Violence permeates nearly every page of “The Education of Kevin Powell.” Neighborhood boys, relatives, authority figures and even the author himself doles out pain aplenty in this memoir and coming-of-age story.

Born and raised in a poverty-stricken Jersey City neighborhood, young Kevin’s early years are a series of grim vignettes—fights on the school yard, nightmares about rats in the walls and a few brief visits from a father scarcely there. From such beginnings he grows into a prominent activist among the post-Civil Rights generation—fighting police brutality, racism and sexism.  

Powell, 49, traces his love for words to the Greenville Public Library, where he stumbled upon “For Whom the Bell Tolls” as an 11-year-old. He fell in love with Ernest Hemingway. “If I could not physically leave my hometown, or escape the numbing sensation of being trapped in a concrete box,” he writes, “well at least my mind could be free to go wherever a book or play or poem took me.”
◇ ◇ ◇
- _PROBLEM 1_
Pull out every line of the records below that contains the string "gray", matching its case exactly.
◇ ◇ ◇
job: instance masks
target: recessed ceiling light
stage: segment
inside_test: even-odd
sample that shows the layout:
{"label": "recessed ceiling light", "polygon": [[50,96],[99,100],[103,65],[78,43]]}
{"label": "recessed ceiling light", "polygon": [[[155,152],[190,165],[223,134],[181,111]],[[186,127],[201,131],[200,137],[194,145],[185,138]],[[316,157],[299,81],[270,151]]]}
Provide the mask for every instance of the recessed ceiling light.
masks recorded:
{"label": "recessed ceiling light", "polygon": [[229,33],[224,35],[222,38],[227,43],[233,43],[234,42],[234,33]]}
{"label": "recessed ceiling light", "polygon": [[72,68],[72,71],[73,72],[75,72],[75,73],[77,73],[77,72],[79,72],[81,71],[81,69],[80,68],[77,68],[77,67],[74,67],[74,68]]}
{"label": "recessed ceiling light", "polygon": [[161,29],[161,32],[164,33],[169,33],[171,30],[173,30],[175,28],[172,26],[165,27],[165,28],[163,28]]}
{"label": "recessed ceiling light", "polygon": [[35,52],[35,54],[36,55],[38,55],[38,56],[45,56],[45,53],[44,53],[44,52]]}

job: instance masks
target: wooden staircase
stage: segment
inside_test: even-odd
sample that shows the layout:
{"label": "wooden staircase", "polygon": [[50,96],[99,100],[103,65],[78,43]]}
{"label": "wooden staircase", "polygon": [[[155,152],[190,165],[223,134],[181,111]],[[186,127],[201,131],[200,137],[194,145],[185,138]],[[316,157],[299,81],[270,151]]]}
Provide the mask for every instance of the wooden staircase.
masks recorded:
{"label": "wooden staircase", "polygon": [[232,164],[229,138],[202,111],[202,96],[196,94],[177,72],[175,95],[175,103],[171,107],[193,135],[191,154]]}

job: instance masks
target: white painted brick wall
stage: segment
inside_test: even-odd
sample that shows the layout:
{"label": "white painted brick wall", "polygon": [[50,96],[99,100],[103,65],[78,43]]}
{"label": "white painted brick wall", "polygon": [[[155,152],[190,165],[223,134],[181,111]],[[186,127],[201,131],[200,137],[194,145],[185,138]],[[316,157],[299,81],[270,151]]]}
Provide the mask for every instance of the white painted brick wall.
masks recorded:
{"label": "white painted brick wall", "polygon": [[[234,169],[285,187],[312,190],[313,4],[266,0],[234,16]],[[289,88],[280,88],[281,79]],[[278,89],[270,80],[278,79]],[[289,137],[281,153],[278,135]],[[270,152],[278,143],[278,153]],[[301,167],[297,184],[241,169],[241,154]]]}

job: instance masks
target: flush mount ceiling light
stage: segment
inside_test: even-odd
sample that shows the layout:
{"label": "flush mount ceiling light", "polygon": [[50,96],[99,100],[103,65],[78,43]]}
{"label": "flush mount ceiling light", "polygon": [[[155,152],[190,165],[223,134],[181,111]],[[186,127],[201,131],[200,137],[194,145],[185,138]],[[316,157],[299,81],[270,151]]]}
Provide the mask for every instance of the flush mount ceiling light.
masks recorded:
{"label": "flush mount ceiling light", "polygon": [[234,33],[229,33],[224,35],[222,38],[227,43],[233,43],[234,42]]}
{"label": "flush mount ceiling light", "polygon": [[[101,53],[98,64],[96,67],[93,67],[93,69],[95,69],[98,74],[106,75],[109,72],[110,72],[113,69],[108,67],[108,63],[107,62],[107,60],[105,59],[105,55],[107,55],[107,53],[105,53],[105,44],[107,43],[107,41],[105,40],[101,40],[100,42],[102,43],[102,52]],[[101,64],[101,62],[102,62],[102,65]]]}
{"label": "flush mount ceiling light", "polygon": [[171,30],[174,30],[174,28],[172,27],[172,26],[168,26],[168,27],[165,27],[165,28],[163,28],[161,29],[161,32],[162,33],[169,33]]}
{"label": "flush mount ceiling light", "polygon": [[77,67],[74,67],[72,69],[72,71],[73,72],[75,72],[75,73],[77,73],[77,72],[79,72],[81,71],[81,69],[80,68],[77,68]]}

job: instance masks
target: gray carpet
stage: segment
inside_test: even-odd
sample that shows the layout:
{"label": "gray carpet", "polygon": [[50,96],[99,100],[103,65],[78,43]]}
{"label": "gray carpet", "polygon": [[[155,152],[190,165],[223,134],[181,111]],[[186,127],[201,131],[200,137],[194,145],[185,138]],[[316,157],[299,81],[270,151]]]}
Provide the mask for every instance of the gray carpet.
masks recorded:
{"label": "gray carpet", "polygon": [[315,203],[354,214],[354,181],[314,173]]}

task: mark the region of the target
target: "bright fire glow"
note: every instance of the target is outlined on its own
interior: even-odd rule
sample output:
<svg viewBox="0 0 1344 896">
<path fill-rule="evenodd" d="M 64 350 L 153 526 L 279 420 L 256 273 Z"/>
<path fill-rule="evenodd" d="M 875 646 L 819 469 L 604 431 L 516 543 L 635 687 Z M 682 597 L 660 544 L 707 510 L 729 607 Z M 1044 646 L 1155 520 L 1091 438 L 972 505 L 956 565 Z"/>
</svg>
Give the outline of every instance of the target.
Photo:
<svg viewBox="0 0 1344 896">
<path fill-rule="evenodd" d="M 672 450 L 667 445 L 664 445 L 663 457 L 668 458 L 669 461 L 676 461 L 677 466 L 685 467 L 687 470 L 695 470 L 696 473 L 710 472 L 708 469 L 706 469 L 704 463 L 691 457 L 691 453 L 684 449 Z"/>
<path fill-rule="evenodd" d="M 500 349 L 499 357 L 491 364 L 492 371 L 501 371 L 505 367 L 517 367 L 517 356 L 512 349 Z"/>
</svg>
◇ ◇ ◇
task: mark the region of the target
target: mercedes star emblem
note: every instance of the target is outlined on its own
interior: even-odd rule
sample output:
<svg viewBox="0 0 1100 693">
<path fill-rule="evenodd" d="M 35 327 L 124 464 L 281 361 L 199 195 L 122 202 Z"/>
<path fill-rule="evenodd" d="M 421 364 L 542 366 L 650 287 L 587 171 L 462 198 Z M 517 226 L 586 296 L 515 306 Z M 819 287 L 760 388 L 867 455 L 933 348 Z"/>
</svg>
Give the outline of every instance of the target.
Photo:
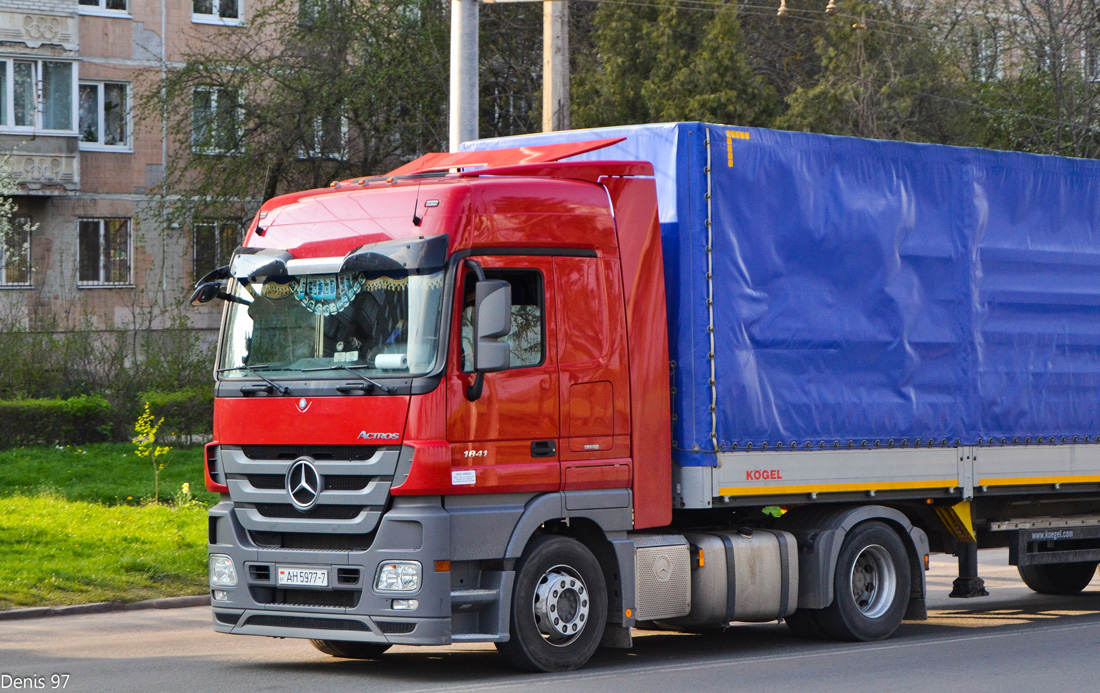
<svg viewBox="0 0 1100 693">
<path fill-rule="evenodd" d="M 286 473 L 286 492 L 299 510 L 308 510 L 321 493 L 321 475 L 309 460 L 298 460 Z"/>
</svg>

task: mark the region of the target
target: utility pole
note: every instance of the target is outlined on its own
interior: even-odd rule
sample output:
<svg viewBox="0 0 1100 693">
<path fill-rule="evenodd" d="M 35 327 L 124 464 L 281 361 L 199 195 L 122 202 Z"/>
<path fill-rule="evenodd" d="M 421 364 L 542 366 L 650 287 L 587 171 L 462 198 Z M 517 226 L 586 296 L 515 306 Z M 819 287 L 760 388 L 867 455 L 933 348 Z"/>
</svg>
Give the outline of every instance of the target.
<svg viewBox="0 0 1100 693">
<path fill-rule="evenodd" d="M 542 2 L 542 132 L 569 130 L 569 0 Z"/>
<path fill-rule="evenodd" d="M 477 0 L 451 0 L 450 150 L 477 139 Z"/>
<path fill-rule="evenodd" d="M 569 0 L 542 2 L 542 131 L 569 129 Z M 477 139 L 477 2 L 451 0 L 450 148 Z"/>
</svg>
◇ ◇ ◇
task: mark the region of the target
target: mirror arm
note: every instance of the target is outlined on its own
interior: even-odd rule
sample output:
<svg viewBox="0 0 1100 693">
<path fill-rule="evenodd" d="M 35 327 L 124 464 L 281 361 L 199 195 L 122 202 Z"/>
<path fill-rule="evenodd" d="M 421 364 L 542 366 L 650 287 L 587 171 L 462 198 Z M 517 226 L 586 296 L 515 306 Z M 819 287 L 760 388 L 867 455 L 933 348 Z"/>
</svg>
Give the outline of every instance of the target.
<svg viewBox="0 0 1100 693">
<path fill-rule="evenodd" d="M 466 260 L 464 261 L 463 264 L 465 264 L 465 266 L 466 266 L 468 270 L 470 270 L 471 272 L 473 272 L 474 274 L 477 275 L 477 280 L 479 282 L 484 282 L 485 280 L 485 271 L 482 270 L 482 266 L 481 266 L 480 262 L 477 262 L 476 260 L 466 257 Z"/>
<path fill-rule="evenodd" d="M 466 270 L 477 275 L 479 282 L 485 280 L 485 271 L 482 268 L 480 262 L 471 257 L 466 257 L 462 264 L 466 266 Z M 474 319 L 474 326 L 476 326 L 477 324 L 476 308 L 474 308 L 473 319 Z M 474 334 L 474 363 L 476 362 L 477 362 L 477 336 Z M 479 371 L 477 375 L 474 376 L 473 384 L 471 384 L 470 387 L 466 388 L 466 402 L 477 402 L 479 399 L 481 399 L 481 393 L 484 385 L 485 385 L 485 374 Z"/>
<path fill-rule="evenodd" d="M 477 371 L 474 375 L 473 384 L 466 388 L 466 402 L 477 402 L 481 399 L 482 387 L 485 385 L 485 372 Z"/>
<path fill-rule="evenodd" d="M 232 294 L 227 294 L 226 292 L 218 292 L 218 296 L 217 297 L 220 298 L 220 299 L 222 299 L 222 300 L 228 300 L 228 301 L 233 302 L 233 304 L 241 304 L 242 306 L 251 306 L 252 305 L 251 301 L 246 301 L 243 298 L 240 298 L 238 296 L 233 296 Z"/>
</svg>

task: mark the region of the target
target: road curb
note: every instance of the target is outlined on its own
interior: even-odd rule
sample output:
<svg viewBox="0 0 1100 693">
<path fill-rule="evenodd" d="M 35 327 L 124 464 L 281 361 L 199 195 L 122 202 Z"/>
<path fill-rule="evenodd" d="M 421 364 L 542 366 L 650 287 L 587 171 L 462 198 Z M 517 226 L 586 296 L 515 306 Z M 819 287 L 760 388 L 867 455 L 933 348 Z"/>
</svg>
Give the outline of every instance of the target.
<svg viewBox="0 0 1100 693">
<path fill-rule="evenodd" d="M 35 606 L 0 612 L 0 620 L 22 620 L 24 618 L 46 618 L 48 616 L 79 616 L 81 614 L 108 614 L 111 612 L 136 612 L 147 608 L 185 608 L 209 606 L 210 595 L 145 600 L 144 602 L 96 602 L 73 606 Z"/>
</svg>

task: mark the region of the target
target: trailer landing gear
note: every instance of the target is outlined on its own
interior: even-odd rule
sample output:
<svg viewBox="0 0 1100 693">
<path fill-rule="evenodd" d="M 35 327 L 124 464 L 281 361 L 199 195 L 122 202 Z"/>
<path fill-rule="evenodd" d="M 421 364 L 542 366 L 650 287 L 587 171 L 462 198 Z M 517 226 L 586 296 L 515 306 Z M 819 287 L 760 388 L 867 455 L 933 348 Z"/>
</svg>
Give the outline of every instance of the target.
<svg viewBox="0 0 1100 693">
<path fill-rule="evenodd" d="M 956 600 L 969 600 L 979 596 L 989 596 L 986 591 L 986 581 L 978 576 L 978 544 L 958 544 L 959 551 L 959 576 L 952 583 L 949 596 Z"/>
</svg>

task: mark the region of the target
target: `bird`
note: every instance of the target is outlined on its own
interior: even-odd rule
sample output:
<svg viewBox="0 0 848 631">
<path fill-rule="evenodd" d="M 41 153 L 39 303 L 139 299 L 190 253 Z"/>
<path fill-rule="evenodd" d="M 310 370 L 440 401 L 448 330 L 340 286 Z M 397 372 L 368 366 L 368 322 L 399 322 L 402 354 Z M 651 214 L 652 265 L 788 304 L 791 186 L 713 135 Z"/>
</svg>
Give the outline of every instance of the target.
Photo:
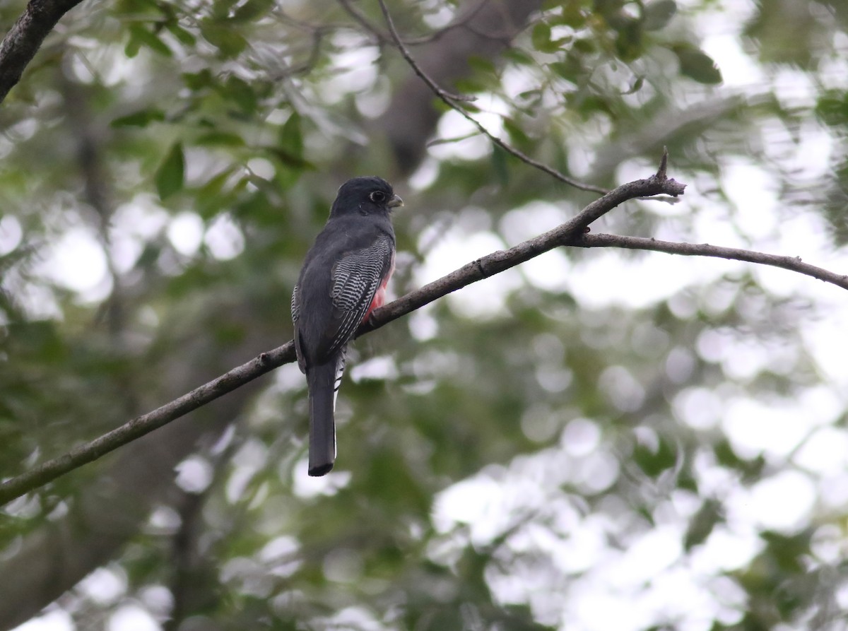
◇ ◇ ◇
- _PROBLEM 2_
From the book review, repeat the passage starting with "Born and raised" and going on through "racism and sexism.", substituting "bleak scenes" for "grim vignettes".

- _WRITTEN SOLUTION 1_
target: gray carpet
{"label": "gray carpet", "polygon": [[50,96],[99,100],[103,65],[78,43]]}
{"label": "gray carpet", "polygon": [[[155,152],[190,165],[223,134],[181,111]],[[186,127],[201,131],[200,137],[194,145],[185,138]],[[316,157],[299,81],[270,151]]]}
Provide the mask for every instance of the gray carpet.
{"label": "gray carpet", "polygon": [[315,203],[354,214],[354,181],[314,173]]}

- _WRITTEN SOLUTION 2_
Born and raised in a poverty-stricken Jersey City neighborhood, young Kevin’s early years are a series of bleak scenes—fights on the school yard, nightmares about rats in the walls and a few brief visits from a father scarcely there. From such beginnings he grows into a prominent activist among the post-Civil Rights generation—fighting police brutality, racism and sexism.